[Source extract]
● ● ●

The vassal prince owed the Zhou king loyalty and obedience, was expected to render the king advice and lead his armed followers on campaigns as part of the Zhou army. This army was constantly engaged expanding the borders of the kingdom at the expense of neighboring peoples.

Principalities and Fiefs

Within two or three generations of the beginnings of the dynasty, the expansion of the Zhou kingdom had led to it being divided into over one hundred of these principalities. These in turn were subdivided into holdings, or fiefs, parceled out by the princes to their own relatives and followers.

These fief-holders were the successors of the Shang nobles. They wielded authority at the local level: collecting tribute from the peasants, and leading contingents of his warriors and peasants to fight in the Zhou king’s army.

Warriors

These feudal lords each had an entourage of warriors at their beck and call, just as the Shang lords had had before them. These helped him in enforcing his authority over the locality.and followed their lord when he went on campaign with the Zhou king’s army.

● ● ●

[To be done]
1. According to the text on Zhou feudalism, what did the vassal prince owe or was expected to do for the Zhou king? List each obligation.
2. Write the next part of the text on Zhou feudalism, carrying on from its final sentence.
The items that come after this text are not required for any of the work here.

● ● ●

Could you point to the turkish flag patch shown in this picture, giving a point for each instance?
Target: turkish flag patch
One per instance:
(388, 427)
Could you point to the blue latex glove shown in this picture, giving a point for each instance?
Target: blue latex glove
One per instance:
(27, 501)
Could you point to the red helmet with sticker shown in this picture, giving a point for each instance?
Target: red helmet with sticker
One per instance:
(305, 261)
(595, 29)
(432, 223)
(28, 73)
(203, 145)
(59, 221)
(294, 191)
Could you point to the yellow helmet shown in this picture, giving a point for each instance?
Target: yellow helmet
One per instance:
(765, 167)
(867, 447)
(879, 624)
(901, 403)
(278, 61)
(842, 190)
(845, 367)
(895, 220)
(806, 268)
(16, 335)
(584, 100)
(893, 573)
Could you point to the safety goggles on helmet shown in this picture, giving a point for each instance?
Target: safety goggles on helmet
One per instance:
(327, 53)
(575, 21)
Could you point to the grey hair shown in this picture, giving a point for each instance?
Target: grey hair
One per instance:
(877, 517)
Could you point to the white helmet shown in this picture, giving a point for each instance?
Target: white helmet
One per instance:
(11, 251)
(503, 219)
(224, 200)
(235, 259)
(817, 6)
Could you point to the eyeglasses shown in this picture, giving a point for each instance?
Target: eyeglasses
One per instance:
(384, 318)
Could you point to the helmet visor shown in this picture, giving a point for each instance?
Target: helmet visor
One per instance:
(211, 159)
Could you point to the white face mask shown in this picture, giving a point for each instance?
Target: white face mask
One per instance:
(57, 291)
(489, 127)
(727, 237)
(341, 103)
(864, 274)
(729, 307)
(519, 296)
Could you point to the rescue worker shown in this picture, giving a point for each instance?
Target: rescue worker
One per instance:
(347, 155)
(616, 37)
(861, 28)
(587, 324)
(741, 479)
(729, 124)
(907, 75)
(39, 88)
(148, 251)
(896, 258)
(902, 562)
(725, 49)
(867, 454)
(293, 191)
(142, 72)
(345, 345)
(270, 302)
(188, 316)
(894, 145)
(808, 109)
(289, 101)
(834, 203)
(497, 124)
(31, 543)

● ● ●

[Answers in order]
1.
- Loyalty
- Obedience
- Rendering the king advice
- Leading his armed followers on campaigns as part of the Zhou army

2.
An effective system

This hierarchical system of power proved to be highly effective in expanding the borders of the kingdom. It motivated ambitious military leaders to push out Zhou rule into neighboring lands in the expectation of being granted a slice of frontier territory as a reward for their efforts.

Expansion

The Western Zhou army

According to traditional Chinese histories, the early Western Zhou kings were supported by a strong army, split into two major units: “the Six Armies of the West” and “the Eight Armies of Zhengzhou.” Early Zhou kings were true commanders-in-chief, constantly at war with barbarians. Zhou military power was dealt a major blow, however, when, in c. 977 BCE, the “Six Armies” were wiped out – along with the king – on a campaign in the Yangtze valley.

In-filling

The expansion of Zhou rule was not only outwards into neighboring lands. In the early days of the Zhou the principalities which made up the kingdom frequently consisted of a pocket of territory – a small town or city with a small area of farmland around it – which would be surrounded by large tracts of forests and wilderness, inhabited by “barbarians” beyond the reach of Zhou civilization.

To deal with this situation, princes would assign areas of as-yet-untamed land to family members or loyal followers, and give them a group of peasant-soldiers and their families with whom to plant a fortified settlement in the wilderness (in a settlement pattern later idealized as the well-field system).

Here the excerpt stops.